## PAGE TEXT:
▬▬▬▬▬▬
I don’t think it’s that reporters don’t have a taste for covering long, slow, hard work. This political spending is newsworthy. And Arabella shares an address, resources, legal services, HR services, and all kinds of other things with the Sixteen Thirty Fund.
Ganguli: I don’t dispute your wanting to ask the question. I just worry that you’re asking the question to the wrong person.
The Atlantic attributed Arabella’s vast political influence to “the rush of panicked political giving on the Left during the Trump years” but added that “Arabella, as a mission-driven, progressive organization, is caught in a major tension on the [L]eft: How can progressive groups justify using billionaires’ money to influence American politics and civic life while earnestly advocating for a wealth tax or political-spending reforms?” 82
Judicial Crisis Network Advertisement (2022)
In February 2022, right-of-center advocacy group Judicial Crisis Network (JCN) ran an advertisement claiming that Arabella Advisors was using “dark money” for left-wing political causes and to influence President Biden’s pick for Supreme Court nominee. 83 84 85 Airing within the Washington D.C area, the ad claimed, “The President and the Senate were bankrolled by Arabella Advisors. A record amount of dark money, over a billion dollars, put them in office so they’ll put up an Arabella judge, a liberal activist, a Biden rubber stamp. A Huge Sum. A Huge Payback.” 86 87 88
On February 3, legal counsel for Arabella Advisors sent a letter to D.C. cable TV stations which had aired JCN’s advertisement, requesting they cease all broadcasts of the advertisement due to “demonstrably false” statements. 89 According to Arabella’s consul, “Arabella Advisors does not make donations or contributions in connection with elections. It is simply false that it “bankrolled any electoral efforts.”” 90 The letter continued, “Arabella Advisors never engaged in a quid pro quo of providing contributions in exchange for a Supreme Court nomination.” 91 The consul representing Arabella were part of the Elias Law Group, a law firm founded by left-wing attorney Marc Elias. 92 93
On February 4, legal counsel representing JCN contacted the same DC broadcast stations stating that the letters sent by Arabella’s counsel were “a meritless attempt to shield your viewers from the dangerous levels of influence exerted by the Arabella network over critical decisions being made by the Biden Administration including the impending choice of a Supreme Court nominee.” 94 In addition, the original ad by JCN had been revised and rereleased with part of the wording changed to say, “Biden and the Senate were bankrolled by Arabella Advisors Network.” 95 96
The letter makes note of this change by stating, “For the avoidance of any doubt, JCN made clear in the text on screen and in voiceover that the Advertisement addresses the activities of what the New York Times refers to as the “network” of ‘Arabella-managed groups.’ Of course, Arabella Advisors provides the infrastructure for this Network and without Arabella the Network does not function. JCN included the ‘network’ reference on screen and in voiceover to further emphasize the network effect and scope of the Arabella operation.” 97
Arabella Founder Kessler Coordinating with White House on Agricultural Policy (2023)
▬▬▬▬▬▬
## RECORDS SHOWN:

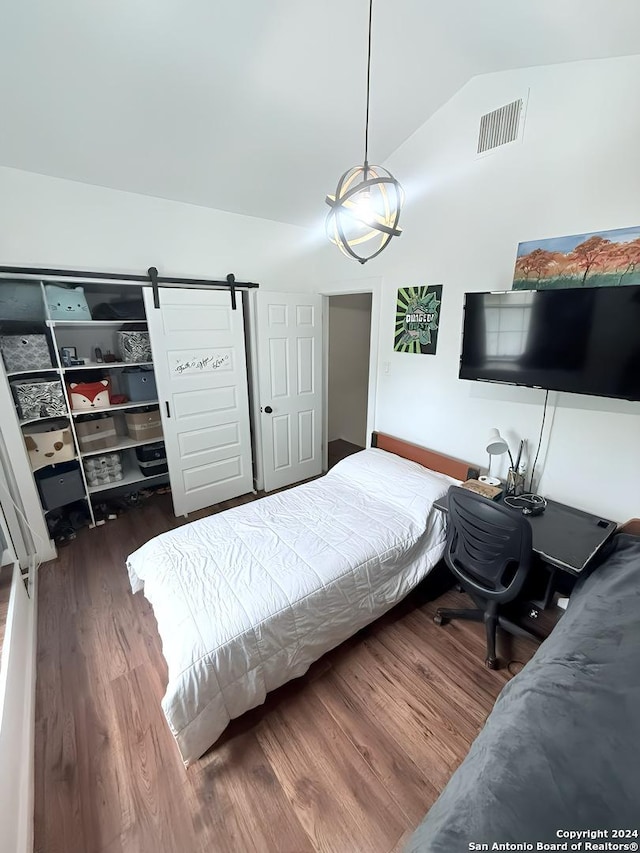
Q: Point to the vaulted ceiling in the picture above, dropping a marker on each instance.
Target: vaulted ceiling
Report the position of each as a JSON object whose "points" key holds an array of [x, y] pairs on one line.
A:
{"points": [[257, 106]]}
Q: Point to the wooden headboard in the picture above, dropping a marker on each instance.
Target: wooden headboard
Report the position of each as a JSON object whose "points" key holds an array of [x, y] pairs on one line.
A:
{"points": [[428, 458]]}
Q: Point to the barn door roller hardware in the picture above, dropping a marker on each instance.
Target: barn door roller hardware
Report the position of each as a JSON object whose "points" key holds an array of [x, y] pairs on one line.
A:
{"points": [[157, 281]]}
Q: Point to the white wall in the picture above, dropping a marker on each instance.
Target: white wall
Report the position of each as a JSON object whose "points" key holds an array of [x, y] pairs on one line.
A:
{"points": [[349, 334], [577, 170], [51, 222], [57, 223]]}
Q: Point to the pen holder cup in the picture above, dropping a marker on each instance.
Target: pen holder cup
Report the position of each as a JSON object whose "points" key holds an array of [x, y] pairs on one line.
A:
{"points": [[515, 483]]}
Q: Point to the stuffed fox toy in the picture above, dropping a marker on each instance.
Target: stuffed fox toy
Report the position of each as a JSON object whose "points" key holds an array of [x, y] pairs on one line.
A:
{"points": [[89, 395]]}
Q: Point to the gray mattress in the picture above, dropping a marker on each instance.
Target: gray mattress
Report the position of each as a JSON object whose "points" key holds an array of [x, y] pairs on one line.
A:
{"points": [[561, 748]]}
▬▬▬▬▬▬
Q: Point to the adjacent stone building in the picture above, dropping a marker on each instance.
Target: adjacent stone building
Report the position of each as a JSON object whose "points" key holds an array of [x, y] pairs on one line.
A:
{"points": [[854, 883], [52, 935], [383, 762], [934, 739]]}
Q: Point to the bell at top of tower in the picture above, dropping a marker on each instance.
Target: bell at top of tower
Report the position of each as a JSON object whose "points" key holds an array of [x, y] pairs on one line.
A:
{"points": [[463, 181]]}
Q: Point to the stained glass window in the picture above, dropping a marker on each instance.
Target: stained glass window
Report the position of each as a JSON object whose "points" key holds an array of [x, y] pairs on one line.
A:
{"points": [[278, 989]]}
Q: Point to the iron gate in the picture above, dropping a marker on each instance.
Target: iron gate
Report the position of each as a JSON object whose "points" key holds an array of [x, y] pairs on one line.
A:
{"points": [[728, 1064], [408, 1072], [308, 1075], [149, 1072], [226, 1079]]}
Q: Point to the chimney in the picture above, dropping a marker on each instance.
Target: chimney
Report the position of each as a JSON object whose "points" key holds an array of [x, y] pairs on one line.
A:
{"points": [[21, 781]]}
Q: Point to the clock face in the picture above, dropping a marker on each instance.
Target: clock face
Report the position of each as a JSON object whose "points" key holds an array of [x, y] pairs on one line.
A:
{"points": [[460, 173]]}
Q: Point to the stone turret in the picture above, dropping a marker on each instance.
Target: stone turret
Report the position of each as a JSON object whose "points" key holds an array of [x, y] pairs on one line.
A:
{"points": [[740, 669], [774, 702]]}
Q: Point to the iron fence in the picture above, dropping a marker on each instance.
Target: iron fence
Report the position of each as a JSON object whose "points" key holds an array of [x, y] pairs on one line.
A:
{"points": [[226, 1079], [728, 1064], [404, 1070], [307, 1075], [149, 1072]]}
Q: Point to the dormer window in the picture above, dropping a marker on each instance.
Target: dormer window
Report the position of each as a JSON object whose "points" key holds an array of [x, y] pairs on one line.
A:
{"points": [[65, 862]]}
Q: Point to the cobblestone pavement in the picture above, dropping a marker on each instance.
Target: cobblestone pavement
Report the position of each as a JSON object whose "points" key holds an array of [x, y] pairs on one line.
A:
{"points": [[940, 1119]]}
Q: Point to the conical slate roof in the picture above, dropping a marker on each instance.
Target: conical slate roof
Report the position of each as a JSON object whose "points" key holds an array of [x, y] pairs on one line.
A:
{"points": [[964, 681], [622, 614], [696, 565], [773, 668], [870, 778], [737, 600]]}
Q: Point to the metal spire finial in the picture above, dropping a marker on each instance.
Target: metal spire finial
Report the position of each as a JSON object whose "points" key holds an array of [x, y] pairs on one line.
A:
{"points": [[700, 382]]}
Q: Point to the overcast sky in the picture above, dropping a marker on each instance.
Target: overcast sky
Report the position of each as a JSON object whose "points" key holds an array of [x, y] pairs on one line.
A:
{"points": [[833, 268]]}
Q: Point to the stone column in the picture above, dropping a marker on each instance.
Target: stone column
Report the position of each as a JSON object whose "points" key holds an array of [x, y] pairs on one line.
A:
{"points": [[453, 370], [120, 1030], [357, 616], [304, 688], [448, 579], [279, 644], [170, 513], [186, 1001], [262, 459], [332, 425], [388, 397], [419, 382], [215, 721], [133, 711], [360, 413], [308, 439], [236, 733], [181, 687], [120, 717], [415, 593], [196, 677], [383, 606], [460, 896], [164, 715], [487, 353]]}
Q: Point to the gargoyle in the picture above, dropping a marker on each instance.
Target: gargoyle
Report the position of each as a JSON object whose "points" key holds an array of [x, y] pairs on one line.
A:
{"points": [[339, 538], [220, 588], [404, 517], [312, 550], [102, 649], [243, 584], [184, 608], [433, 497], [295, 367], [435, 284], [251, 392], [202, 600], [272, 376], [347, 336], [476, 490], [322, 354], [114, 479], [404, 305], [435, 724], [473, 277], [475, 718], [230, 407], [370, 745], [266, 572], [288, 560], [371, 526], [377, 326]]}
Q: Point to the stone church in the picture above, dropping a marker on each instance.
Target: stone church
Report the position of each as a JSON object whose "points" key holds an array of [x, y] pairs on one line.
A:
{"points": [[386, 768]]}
▬▬▬▬▬▬
## PROBLEMS TO WORK ON:
**a.** Answer the following questions using the text on Arabella Advisors:
(i) With which organization does Arabella share an address and legal services?
(ii) On what date did legal counsel for JCN contact the D.C. broadcast stations?
(iii) To which law firm did the counsel representing Arabella belong?
**b.** Extend the text on Arabella Advisors, starting after its final line.

## ANSWERS IN ORDER:
**a.**
(i) The Sixteen Thirty Fund
(ii) February 4
(iii) The Elias Law Group

**b.**
In 2023, right-of-center watchdog group Americans for Public Trust (APT) obtained U.S Department of Agriculture (USDA) emails which it claimed showed Arabella founder Eric Kessler being copied on several email chains, partially redacted, discussing agriculture and food manufacture policy with others that included himself, Secretary of Agriculture Tom Vilsack, USDA Advisor Marty Matlock, former senior Vilsack advisor Matthew McKenna, and other USDA officials. One such email chain was in June 2019, when Kessler was part of a conversation with Vilsack as well as Matlock and McKenna discussing a “food processing initiative” while Vislack noted that, “the three were helping to “direct and lead.” 98 After Vilsack emailed, “Gentlemen- woke up very early this morning thinking about the processing project you are helping to direct and lead…” 99 Kessler shortly responded, “I believe the pipeline will fill quickly…this is striking a real chord and filling a huge need.” 100 Following this exchange, Matlock responded, “Matt, Eric and I have been in nearly daily conversation about elements and strategies…In short we are on the job, moving the many elements necessary, and building program strategies for implementation.” 101 According to Fox News Digital (where the emails obtained by APT were sent to), these communications appeared to lead up to a White House event in January 2022 where President Biden, along with Vilsack and Attorney General Merrick Garland, discussed how they would, “increase processing options” for farmers and ranchers,” 102 as well as how the Justice Department could work with the USDA on enforcing federal programs. Following the event, Vilsack emailed USDA officials, along with Kessler, thanking them for their efforts while Kessler responded, “A huge success and, while it’s just the beginning of this, it is already a major accomplishment.” 103
IRS Complaint from Americans for Public Trust (2023)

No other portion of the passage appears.